(Given records)

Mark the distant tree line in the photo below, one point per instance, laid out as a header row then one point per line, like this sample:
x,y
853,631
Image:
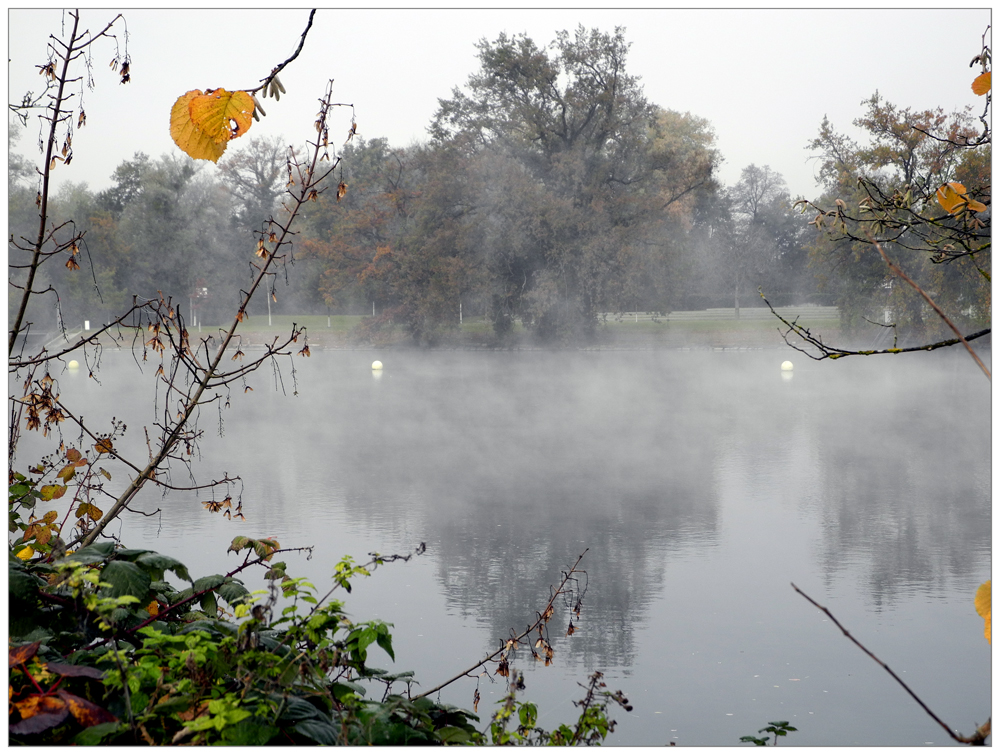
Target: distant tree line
x,y
550,191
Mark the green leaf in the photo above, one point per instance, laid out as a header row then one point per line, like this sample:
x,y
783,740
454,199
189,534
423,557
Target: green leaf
x,y
342,689
209,604
21,585
232,592
452,735
251,732
320,732
297,709
208,583
156,563
92,553
94,735
384,640
125,578
239,543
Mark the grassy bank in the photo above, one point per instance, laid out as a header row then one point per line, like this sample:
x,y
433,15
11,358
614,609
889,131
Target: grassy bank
x,y
338,332
335,332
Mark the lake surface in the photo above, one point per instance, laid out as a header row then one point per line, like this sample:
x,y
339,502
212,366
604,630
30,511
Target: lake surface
x,y
703,483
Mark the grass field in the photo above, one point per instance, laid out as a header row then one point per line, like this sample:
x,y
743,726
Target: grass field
x,y
335,331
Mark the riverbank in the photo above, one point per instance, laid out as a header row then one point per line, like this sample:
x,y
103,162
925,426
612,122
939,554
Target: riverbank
x,y
624,334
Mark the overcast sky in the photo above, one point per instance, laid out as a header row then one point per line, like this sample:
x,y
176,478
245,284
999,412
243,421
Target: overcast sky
x,y
764,79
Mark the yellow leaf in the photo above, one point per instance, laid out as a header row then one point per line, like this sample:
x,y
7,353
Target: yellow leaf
x,y
982,84
983,601
186,133
953,199
51,492
222,115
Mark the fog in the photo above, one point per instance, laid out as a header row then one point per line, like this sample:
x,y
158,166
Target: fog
x,y
701,483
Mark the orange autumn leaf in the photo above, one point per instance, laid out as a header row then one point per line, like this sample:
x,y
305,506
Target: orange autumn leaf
x,y
222,115
982,84
186,134
22,653
954,199
984,608
34,705
202,123
84,711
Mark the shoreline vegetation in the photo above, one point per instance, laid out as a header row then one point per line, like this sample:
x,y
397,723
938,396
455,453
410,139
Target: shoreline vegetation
x,y
712,329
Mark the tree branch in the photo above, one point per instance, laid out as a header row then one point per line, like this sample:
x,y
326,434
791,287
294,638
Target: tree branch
x,y
976,739
542,619
898,271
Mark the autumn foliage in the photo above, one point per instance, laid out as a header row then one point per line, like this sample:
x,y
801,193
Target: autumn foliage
x,y
202,123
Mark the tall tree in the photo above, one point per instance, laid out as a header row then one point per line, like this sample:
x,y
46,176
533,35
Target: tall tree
x,y
577,125
886,190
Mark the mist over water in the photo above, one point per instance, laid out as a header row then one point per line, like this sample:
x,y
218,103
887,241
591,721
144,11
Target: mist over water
x,y
702,483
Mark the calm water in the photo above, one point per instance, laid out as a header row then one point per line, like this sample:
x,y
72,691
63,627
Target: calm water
x,y
703,483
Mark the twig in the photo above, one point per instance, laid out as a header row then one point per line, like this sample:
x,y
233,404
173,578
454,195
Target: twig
x,y
538,622
898,271
835,352
981,733
277,69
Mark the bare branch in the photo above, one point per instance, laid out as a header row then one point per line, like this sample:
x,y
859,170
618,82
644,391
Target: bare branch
x,y
981,733
541,620
898,271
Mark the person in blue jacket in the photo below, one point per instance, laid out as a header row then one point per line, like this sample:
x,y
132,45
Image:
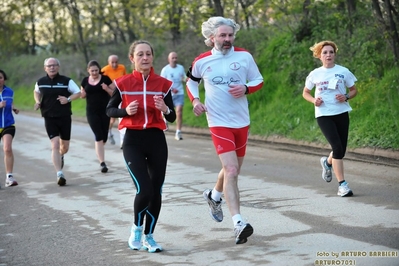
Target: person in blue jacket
x,y
7,127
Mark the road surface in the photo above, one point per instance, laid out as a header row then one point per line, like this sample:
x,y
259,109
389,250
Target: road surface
x,y
297,217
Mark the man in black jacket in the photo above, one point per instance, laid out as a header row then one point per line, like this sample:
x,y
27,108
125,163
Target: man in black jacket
x,y
53,95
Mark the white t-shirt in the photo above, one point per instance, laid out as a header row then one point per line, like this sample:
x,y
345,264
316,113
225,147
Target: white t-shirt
x,y
330,82
176,75
218,71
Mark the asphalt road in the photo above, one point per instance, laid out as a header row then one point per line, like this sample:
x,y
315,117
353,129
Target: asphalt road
x,y
297,217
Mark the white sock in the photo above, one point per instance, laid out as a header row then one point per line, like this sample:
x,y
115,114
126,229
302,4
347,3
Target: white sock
x,y
216,195
237,219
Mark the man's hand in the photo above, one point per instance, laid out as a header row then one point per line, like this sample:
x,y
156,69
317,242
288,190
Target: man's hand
x,y
237,91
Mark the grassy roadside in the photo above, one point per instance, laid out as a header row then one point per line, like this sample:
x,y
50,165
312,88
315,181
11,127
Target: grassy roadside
x,y
278,109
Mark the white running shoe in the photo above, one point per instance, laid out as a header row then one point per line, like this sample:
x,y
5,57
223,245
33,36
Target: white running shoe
x,y
135,237
61,181
344,190
242,231
10,181
215,207
326,174
111,140
150,244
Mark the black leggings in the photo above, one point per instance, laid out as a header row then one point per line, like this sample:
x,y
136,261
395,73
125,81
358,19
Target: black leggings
x,y
146,154
335,128
99,124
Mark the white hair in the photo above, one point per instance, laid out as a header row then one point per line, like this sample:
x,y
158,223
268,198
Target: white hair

(What you should do) Put every line of the listing above into a Markdown table with two columns, Row and Text: Row holds the line's number and Text holds the line itself. Skip blank lines and leave out the pictures.

(Response for this exercise)
| Row | Text |
|---|---|
| 1 | Mark the distant tree line in the photo below, one point per instance, laid out as a header row then one point per line, like this sample: |
| 2 | x,y |
| 3 | 853,631 |
| 4 | Image: |
| 5 | Target: distant tree line |
| 6 | x,y |
| 7 | 550,191 |
| 8 | Mark the green leaf in the photo above, one point per instance, laid out as a header row then one point per line, like this sample: |
| 9 | x,y |
| 10 | 783,740 |
| 11 | 454,199 |
| 12 | 189,534 |
| 13 | 423,557 |
| 14 | Target: green leaf |
| 15 | x,y |
| 16 | 342,689 |
| 17 | 209,604 |
| 18 | 21,585 |
| 19 | 232,592 |
| 20 | 452,735 |
| 21 | 251,732 |
| 22 | 320,732 |
| 23 | 297,709 |
| 24 | 208,583 |
| 25 | 156,563 |
| 26 | 92,553 |
| 27 | 94,735 |
| 28 | 384,640 |
| 29 | 125,578 |
| 30 | 239,543 |
| 31 | Mark the grassy bank in the photo above, one point per instance, laid out as a header row then one point per line, like this sample: |
| 32 | x,y |
| 33 | 433,15 |
| 34 | 11,358 |
| 35 | 614,609 |
| 36 | 889,131 |
| 37 | Target: grassy bank |
| 38 | x,y |
| 39 | 338,332 |
| 40 | 335,332 |
| 41 | Mark the lake surface in the photo above, one point per instance, laid out as a header row then one point per line, like this sample: |
| 42 | x,y |
| 43 | 339,502 |
| 44 | 212,366 |
| 45 | 604,630 |
| 46 | 30,511 |
| 47 | Target: lake surface |
| 48 | x,y |
| 49 | 703,483 |
| 50 | Mark the grass field in the photo above, one point per instance, laid out as a header row then one point per line, like this sample: |
| 51 | x,y |
| 52 | 743,726 |
| 53 | Target: grass field |
| 54 | x,y |
| 55 | 335,331 |
| 56 | Mark the riverbank in the photo above, one point per instance, laid out as a header row then one point per line, like this sample: |
| 57 | x,y |
| 58 | 103,162 |
| 59 | 925,426 |
| 60 | 612,122 |
| 61 | 939,554 |
| 62 | Target: riverbank |
| 63 | x,y |
| 64 | 624,334 |
| 65 | Mark the overcast sky in the photo above, one point per instance, laid out as a header row then one point per line, like this sample: |
| 66 | x,y |
| 67 | 176,478 |
| 68 | 245,284 |
| 69 | 999,412 |
| 70 | 243,421 |
| 71 | Target: overcast sky |
| 72 | x,y |
| 73 | 764,79 |
| 74 | Mark the yellow leaf in the photo above, one point per instance, laid out as a header row then one point per line, like this sample: |
| 75 | x,y |
| 76 | 7,353 |
| 77 | Target: yellow leaf |
| 78 | x,y |
| 79 | 982,84 |
| 80 | 983,601 |
| 81 | 186,133 |
| 82 | 953,199 |
| 83 | 51,492 |
| 84 | 222,115 |
| 85 | Mark the fog in the photo above, one point per instance, laid out as a header row then one point per line, like this sample: |
| 86 | x,y |
| 87 | 158,166 |
| 88 | Target: fog |
| 89 | x,y |
| 90 | 701,483 |
| 91 | Mark the orange autumn leaf in the photo above, one point per instance, laid out as a header row then one point per line, like this sample: |
| 92 | x,y |
| 93 | 305,506 |
| 94 | Target: orange autumn leaf |
| 95 | x,y |
| 96 | 222,115 |
| 97 | 982,84 |
| 98 | 186,134 |
| 99 | 22,653 |
| 100 | 954,199 |
| 101 | 984,608 |
| 102 | 34,705 |
| 103 | 202,123 |
| 104 | 84,711 |
| 105 | Mark the shoreline vegetation in the photo above, one point per instance, laid out as a header row then one point per line, like this sample: |
| 106 | x,y |
| 107 | 397,723 |
| 108 | 938,396 |
| 109 | 455,453 |
| 110 | 410,139 |
| 111 | Target: shoreline vegetation |
| 112 | x,y |
| 113 | 712,329 |
| 114 | Mark the tree branch in the photo above, one point per instance, laid out as a header row then one point per line, like this sample: |
| 115 | x,y |
| 116 | 326,434 |
| 117 | 791,287 |
| 118 | 294,638 |
| 119 | Target: tree branch |
| 120 | x,y |
| 121 | 976,739 |
| 122 | 542,619 |
| 123 | 898,271 |
| 124 | Mark the autumn foliage in the photo above, one point per instance, laid out as a header row then one point per line, like this sample: |
| 125 | x,y |
| 126 | 801,193 |
| 127 | Target: autumn foliage |
| 128 | x,y |
| 129 | 202,123 |
| 130 | Mark the tall tree in the photo above, one point per instance, laid out as a header row then one point per line, like this sample: |
| 131 | x,y |
| 132 | 46,176 |
| 133 | 533,35 |
| 134 | Target: tall tree |
| 135 | x,y |
| 136 | 577,125 |
| 137 | 886,190 |
| 138 | Mark the mist over water in the photo above, one point per instance, laid out as a header row then one point per line, like this sample: |
| 139 | x,y |
| 140 | 218,103 |
| 141 | 887,241 |
| 142 | 591,721 |
| 143 | 144,11 |
| 144 | Target: mist over water |
| 145 | x,y |
| 146 | 702,483 |
| 147 | Mark the calm water in the photo above, one point per instance, laid out as a header row then one point per line, like this sample: |
| 148 | x,y |
| 149 | 72,691 |
| 150 | 63,627 |
| 151 | Target: calm water |
| 152 | x,y |
| 153 | 703,483 |
| 154 | Mark the twig in the photo above, one point per instance, laid out as a header row then one point per line, like this sample: |
| 155 | x,y |
| 156 | 233,404 |
| 157 | 173,578 |
| 158 | 454,195 |
| 159 | Target: twig |
| 160 | x,y |
| 161 | 538,622 |
| 162 | 898,271 |
| 163 | 835,352 |
| 164 | 981,733 |
| 165 | 277,69 |
| 166 | Mark the bare branch in the photo above, one point per instance, laid out as a header row then one point per line, like this sample: |
| 167 | x,y |
| 168 | 859,170 |
| 169 | 618,82 |
| 170 | 644,391 |
| 171 | Target: bare branch |
| 172 | x,y |
| 173 | 981,733 |
| 174 | 541,620 |
| 175 | 898,271 |
| 176 | Mark the person in blue jacket in the photo below, one point per instance, laid out as a header row then one point per line, like this sample: |
| 177 | x,y |
| 178 | 132,45 |
| 179 | Image: |
| 180 | Target: person in blue jacket |
| 181 | x,y |
| 182 | 7,127 |
| 183 | Mark the road surface in the photo above, one point per instance, laid out as a header row then one point per line, like this sample: |
| 184 | x,y |
| 185 | 259,109 |
| 186 | 389,250 |
| 187 | Target: road surface |
| 188 | x,y |
| 189 | 297,217 |
| 190 | Mark the man in black jacket in the photo above, one point per instance, laid out as a header row then one point per line, like this sample: |
| 191 | x,y |
| 192 | 27,108 |
| 193 | 125,163 |
| 194 | Target: man in black jacket |
| 195 | x,y |
| 196 | 53,95 |
| 197 | Mark the white t-shirt in the photo above, one point per instance, laid out as a header row then one point per line, like this sample: |
| 198 | x,y |
| 199 | 345,264 |
| 200 | 316,113 |
| 201 | 225,147 |
| 202 | Target: white t-shirt |
| 203 | x,y |
| 204 | 330,82 |
| 205 | 176,75 |
| 206 | 218,71 |
| 207 | Mark the asphalt road in the photo above, one point per instance, laid out as a header row then one point per line, like this sample: |
| 208 | x,y |
| 209 | 315,117 |
| 210 | 353,129 |
| 211 | Target: asphalt road |
| 212 | x,y |
| 213 | 297,217 |
| 214 | Mark the white sock in the photo above, one point per instance, laid out as a header row then one point per line, like this sample: |
| 215 | x,y |
| 216 | 115,114 |
| 217 | 126,229 |
| 218 | 302,4 |
| 219 | 347,3 |
| 220 | Target: white sock |
| 221 | x,y |
| 222 | 216,195 |
| 223 | 237,219 |
| 224 | Mark the man's hand in the photo above, one point per instance, laid out as a header row then one point per line, like this sample: |
| 225 | x,y |
| 226 | 156,69 |
| 227 | 317,242 |
| 228 | 288,190 |
| 229 | Target: man's hand |
| 230 | x,y |
| 231 | 237,91 |
| 232 | Mark the grassy roadside in the photo above, one point per instance, laid out as a header row then one point per line, like this sample: |
| 233 | x,y |
| 234 | 50,165 |
| 235 | 312,88 |
| 236 | 315,181 |
| 237 | 11,127 |
| 238 | Target: grassy roadside |
| 239 | x,y |
| 240 | 278,109 |
| 241 | Mark the white running shoe in the photo above, one point per instance, laid out as a header row then one point per line, like this sample: |
| 242 | x,y |
| 243 | 5,57 |
| 244 | 223,245 |
| 245 | 33,36 |
| 246 | Target: white running shoe |
| 247 | x,y |
| 248 | 135,237 |
| 249 | 61,181 |
| 250 | 344,190 |
| 251 | 242,231 |
| 252 | 10,181 |
| 253 | 215,207 |
| 254 | 326,174 |
| 255 | 111,140 |
| 256 | 150,244 |
| 257 | Mark the black leggings in the photo above, one point per instance, laid out as a header row then one point per line, like this sample: |
| 258 | x,y |
| 259 | 136,261 |
| 260 | 395,73 |
| 261 | 125,81 |
| 262 | 358,19 |
| 263 | Target: black leggings |
| 264 | x,y |
| 265 | 146,154 |
| 266 | 335,128 |
| 267 | 99,124 |
| 268 | Mark the white hair in the photo above, one point per instance, laid out as a header row then one point per line, like this sample: |
| 269 | x,y |
| 270 | 158,223 |
| 271 | 268,198 |
| 272 | Target: white hair |